## The request
Write out all of the entries exactly as given.

>>>

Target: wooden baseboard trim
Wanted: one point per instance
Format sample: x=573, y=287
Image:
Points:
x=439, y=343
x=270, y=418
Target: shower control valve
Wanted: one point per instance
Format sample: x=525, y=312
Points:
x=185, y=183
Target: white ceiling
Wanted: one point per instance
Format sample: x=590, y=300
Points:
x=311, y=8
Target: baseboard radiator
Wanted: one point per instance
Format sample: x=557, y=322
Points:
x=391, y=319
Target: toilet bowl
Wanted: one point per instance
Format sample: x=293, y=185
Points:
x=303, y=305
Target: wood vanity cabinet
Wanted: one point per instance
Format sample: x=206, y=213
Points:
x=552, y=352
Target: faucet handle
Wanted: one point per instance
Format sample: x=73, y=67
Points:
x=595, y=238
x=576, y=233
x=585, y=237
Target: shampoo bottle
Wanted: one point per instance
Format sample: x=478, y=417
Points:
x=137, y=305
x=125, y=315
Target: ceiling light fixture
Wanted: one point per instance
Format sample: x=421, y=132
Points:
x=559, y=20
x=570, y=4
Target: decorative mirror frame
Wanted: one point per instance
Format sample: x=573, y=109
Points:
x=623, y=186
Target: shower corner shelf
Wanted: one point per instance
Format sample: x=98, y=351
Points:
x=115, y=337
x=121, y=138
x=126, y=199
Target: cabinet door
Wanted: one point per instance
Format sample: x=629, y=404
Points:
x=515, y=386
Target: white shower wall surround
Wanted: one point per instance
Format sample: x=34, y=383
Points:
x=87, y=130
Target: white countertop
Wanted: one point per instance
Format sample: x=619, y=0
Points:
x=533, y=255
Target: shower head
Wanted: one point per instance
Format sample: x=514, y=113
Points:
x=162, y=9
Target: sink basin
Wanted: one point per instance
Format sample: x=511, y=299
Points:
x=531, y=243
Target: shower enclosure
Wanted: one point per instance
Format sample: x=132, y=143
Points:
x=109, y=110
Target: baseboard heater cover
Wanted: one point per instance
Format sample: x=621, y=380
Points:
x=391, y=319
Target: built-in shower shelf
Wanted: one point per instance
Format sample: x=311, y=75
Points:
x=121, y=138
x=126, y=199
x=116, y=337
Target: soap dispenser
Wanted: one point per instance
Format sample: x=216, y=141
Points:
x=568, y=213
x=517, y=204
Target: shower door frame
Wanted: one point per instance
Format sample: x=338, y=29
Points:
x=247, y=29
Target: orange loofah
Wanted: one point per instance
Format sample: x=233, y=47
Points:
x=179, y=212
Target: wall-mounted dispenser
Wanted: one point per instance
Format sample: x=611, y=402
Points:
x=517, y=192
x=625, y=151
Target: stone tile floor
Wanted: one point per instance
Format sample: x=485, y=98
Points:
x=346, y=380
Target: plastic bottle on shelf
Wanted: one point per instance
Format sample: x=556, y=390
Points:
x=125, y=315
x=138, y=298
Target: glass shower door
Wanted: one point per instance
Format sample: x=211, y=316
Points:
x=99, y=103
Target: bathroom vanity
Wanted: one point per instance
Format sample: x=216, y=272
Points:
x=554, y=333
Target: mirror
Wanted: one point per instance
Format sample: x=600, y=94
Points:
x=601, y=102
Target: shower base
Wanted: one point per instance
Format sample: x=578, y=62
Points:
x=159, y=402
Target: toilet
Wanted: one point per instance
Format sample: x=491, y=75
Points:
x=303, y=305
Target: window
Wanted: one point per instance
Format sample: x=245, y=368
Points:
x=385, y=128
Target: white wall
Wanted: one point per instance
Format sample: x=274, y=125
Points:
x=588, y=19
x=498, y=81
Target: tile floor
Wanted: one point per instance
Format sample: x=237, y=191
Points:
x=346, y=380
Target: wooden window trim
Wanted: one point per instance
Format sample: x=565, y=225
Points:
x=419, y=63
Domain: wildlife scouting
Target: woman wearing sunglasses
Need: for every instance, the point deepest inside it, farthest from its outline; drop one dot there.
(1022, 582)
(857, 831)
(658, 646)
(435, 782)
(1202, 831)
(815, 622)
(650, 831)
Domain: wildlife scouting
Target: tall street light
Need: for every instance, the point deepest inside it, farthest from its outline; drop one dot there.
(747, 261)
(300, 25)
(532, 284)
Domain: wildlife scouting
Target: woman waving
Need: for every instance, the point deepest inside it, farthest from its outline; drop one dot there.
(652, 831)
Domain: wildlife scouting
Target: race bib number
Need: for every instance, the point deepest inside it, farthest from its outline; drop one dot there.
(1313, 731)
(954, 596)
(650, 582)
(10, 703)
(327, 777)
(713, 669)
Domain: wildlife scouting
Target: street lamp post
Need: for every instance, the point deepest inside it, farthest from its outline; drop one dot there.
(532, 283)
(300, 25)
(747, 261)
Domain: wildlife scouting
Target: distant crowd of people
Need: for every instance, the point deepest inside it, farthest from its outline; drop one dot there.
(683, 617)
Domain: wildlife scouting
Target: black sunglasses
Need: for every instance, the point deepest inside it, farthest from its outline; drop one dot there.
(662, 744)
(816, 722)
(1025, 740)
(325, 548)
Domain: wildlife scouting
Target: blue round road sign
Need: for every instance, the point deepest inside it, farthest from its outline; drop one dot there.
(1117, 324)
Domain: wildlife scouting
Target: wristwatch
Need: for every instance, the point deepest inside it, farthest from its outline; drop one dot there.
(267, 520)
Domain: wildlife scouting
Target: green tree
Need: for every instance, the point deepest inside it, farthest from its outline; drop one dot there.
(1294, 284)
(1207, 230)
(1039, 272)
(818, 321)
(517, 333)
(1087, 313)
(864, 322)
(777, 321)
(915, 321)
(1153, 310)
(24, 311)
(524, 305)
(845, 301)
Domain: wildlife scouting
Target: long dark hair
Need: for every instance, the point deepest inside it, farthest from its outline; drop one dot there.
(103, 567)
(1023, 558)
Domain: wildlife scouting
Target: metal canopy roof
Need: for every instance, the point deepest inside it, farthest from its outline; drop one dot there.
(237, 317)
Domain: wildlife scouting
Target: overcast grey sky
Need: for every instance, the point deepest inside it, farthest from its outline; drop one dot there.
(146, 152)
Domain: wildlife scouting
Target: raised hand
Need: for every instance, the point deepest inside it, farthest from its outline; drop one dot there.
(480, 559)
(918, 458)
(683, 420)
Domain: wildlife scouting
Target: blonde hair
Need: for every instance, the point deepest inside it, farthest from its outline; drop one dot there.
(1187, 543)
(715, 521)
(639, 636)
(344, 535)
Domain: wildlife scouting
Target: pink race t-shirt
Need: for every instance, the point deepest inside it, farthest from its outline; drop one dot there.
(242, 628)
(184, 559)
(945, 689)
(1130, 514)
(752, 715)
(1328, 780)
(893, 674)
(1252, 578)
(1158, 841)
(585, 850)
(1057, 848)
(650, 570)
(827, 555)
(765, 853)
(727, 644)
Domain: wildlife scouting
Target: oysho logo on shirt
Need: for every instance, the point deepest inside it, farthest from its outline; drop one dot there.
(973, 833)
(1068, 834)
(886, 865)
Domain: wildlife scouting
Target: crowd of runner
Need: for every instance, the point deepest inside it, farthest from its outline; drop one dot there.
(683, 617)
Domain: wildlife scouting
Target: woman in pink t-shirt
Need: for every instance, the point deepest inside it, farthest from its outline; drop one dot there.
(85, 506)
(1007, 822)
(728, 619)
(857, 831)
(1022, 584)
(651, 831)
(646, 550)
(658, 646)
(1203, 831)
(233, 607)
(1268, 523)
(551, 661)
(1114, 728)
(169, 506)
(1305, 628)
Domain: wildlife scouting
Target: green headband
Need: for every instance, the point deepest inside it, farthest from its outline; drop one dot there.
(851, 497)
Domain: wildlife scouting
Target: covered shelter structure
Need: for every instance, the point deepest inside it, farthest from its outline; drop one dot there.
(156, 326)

<<<

## Answer for the task
Target: wooden baseboard trim
Wanted: one point per instance
Format sample: x=573, y=287
Image:
Points:
x=439, y=343
x=270, y=418
Target: shower control valve
Wanted: one point per instance
Format sample: x=525, y=312
Points:
x=185, y=183
Target: white ceiling
Wanted: one point per instance
Format sample: x=590, y=300
Points:
x=311, y=8
Target: baseboard radiator
Wanted: one point per instance
Format sample: x=557, y=322
Points:
x=391, y=319
Target: toilet bowl
Wanted: one point per instance
Format sample: x=293, y=185
Points:
x=303, y=305
Target: wood vanity cabinet
Wanted: one point per instance
Format sample: x=206, y=213
Points:
x=552, y=352
Target: faucet handle
Wanted: one point per instance
Format sample: x=73, y=67
Points:
x=595, y=238
x=576, y=233
x=585, y=237
Target: shampoo bottle
Wanted: one point per instance
Format sample: x=478, y=417
Points:
x=137, y=305
x=125, y=315
Target: ceiling light fixture
Wanted: one point per instance
Format sample: x=421, y=132
Points:
x=559, y=20
x=570, y=4
Target: decorative mirror frame
Wanted: one point per instance
Format sample: x=573, y=109
Points:
x=623, y=186
Target: shower corner shelf
Wanted: one point per instance
Format sample: x=98, y=351
Points:
x=115, y=337
x=121, y=138
x=126, y=199
Target: cabinet door
Wanted: one point per instance
Format sample: x=629, y=404
Points:
x=515, y=386
Target: white shower wall surround
Wanted: one point per instance
Format sample: x=34, y=383
Points:
x=87, y=130
Target: white countertop
Wanted: one point per instance
Format sample: x=619, y=0
Points:
x=533, y=255
Target: shower head
Wanted: one point per instance
Format sample: x=514, y=113
Points:
x=162, y=9
Target: sink basin
Wanted: one point per instance
Format sample: x=511, y=299
Points:
x=531, y=243
Target: shower enclosure
Wanted: one point per instance
Format sample: x=132, y=143
Points:
x=109, y=110
Target: baseboard heater cover
Wanted: one point per instance
Format sample: x=621, y=380
Points:
x=391, y=319
Target: built-in shower shelf
Wanted: one point per instance
Format sample: x=311, y=75
Points:
x=121, y=138
x=126, y=199
x=116, y=337
Target: soap dispenser
Wanted: one point per instance
Format sample: x=216, y=141
Points:
x=568, y=213
x=517, y=204
Target: shower door frame
Wanted: one point per instance
Format sample: x=338, y=29
Points:
x=247, y=29
Target: orange loofah
Wanted: one point per instance
Format sample: x=233, y=47
Points:
x=179, y=212
Target: wall-mounted dispenser
Wanted: one point per instance
Format sample: x=611, y=402
Points:
x=517, y=192
x=625, y=151
Target: stone tile floor
Wanted: one point per instance
Format sample: x=485, y=98
Points:
x=346, y=380
Target: plastic bottle on shelf
Wanted: one point per instance
Format sample: x=556, y=390
Points:
x=125, y=315
x=138, y=298
Target: glass shower door
Wanted: one point per instance
Format sample: x=211, y=316
Points:
x=99, y=103
Target: bathroom vanity
Wanted: one point per instance
Format sample: x=216, y=272
Points:
x=554, y=333
Target: mirror
Wanted: one point per instance
Format sample: x=600, y=94
Points:
x=601, y=102
Target: shower base
Wanted: one point per instance
Format sample: x=578, y=62
Points:
x=159, y=402
Target: toilet
Wanted: one point per instance
Format sample: x=491, y=75
Points:
x=303, y=305
Target: window
Wanted: one point per instance
Format sample: x=245, y=368
Points:
x=385, y=128
Target: white wall
Wanted: one point per instance
Format sample: x=274, y=125
Points:
x=588, y=19
x=498, y=81
Target: tile floor
Wanted: one point per instance
Format sample: x=237, y=191
Points:
x=346, y=380
Target: wooden window trim
Wanted: one point per instance
Format sample: x=565, y=225
Points:
x=419, y=63
Domain: wildlife scouting
Target: woman wearing sunglasses
Need: for every instance, the point deepest inside it, farthest from its outline; drop one dot there.
(1022, 582)
(857, 831)
(658, 646)
(435, 782)
(1202, 831)
(815, 622)
(650, 831)
Domain: wildlife scouting
Target: tall street light
Need: for every instance, the point deepest inside it, farthest from its outline; drop one dot there.
(747, 261)
(300, 25)
(532, 284)
Domain: wildlife scouting
Target: woman waving
Need: for every instance, the point deepest inside it, farthest from its outline; drop one dot there.
(652, 831)
Domain: wildlife scouting
Target: race bib number
Need: for every instance, the point deepest inside it, farthest from its outline; drop one dot there.
(1313, 731)
(954, 596)
(650, 582)
(10, 703)
(327, 777)
(713, 669)
Domain: wildlife scouting
Target: street lamp post
Need: for every instance, the point deepest inside it, farthest from its outline; drop one dot there.
(532, 283)
(300, 25)
(747, 261)
Domain: wildlife scouting
Target: distant crowd of people
Need: for every instance, the point deepest inside it, farthest from its outline; drop one dot there.
(683, 617)
Domain: wildlife scouting
Target: black sunglasses
Need: for every instance, the point deepest inside it, farthest from its outline; drop one dot there.
(662, 744)
(816, 722)
(1025, 740)
(325, 548)
Domain: wildlife scouting
Target: blue round road sign
Need: for every instance, the point deepest inside it, farthest from its outline; drop one dot there.
(1117, 324)
Domain: wildlife scouting
Target: wristwatch
Need: for every instance, the point deepest inside it, farthest from its outline; drop one dot there.
(267, 520)
Domain: wildlife scouting
Target: green tree
Need: for every instance, the point deepest inside it, farthest from its outline; drop one dot there.
(1294, 284)
(1207, 230)
(1039, 272)
(818, 321)
(517, 333)
(1087, 313)
(864, 322)
(777, 321)
(915, 321)
(1153, 310)
(24, 311)
(524, 305)
(845, 301)
Domain: wildlife scouting
Target: long dark hair
Need: for every instance, the point deepest inside it, farthest from its outline; drop one dot there.
(103, 567)
(1023, 558)
Domain: wildlife scouting
Target: metal canopy roof
Need: for every instance, the point deepest inside it, farthest from its outline; drop one dot there.
(237, 317)
Domain: wildlife scouting
Target: overcast grey sky
Need: for every instance, the point deepest inside it, farthest from its outline; drop one dot there.
(146, 152)
Domain: wildlife scouting
Target: raised hand
Need: for every instance, the point deepest inside it, farthest from its outline; drop one dot there.
(480, 559)
(918, 458)
(683, 420)
Domain: wildlife scouting
Target: blonde hair
Need: for every instance, the point deepest inside it, farthest from its outline; drop one dot there.
(1187, 543)
(715, 521)
(639, 636)
(344, 535)
Domain: wildlife scouting
Target: pink race t-shirt
Need: for every instance, the point deepest inside it, farthest from its outline; drop one dot there.
(242, 628)
(184, 559)
(945, 689)
(1130, 514)
(752, 715)
(1328, 780)
(893, 674)
(1252, 578)
(1158, 841)
(585, 850)
(1057, 848)
(650, 570)
(827, 555)
(765, 853)
(727, 644)
Domain: wildlife scouting
Target: oysho logo on shirt
Need: for every instance, the point deepest inside it, farthest from its outline; drop one dot there.
(973, 833)
(1068, 834)
(886, 865)
Domain: wildlife scouting
Target: crowd of runner
Need: for every instance, the point deepest inside it, farthest from its outline; drop one dot there.
(683, 617)
Domain: wildlife scouting
Target: woman in pink t-shirt
Need: for every instance, the point deepest inside it, farthest from its outline; drop one dot there.
(85, 506)
(1007, 822)
(728, 619)
(857, 831)
(1022, 584)
(651, 831)
(646, 550)
(658, 646)
(1203, 831)
(233, 607)
(1268, 523)
(551, 661)
(1114, 728)
(169, 506)
(1305, 628)
Domain: wildlife scouting
Target: green headband
Need: for every instance, the point deepest inside it, farthest from its outline; drop one dot there.
(851, 497)
Domain: wildlife scouting
Target: covered shelter structure
Need: for every instance, the point deepest inside it, farthest from its outline; drop one dot there.
(156, 326)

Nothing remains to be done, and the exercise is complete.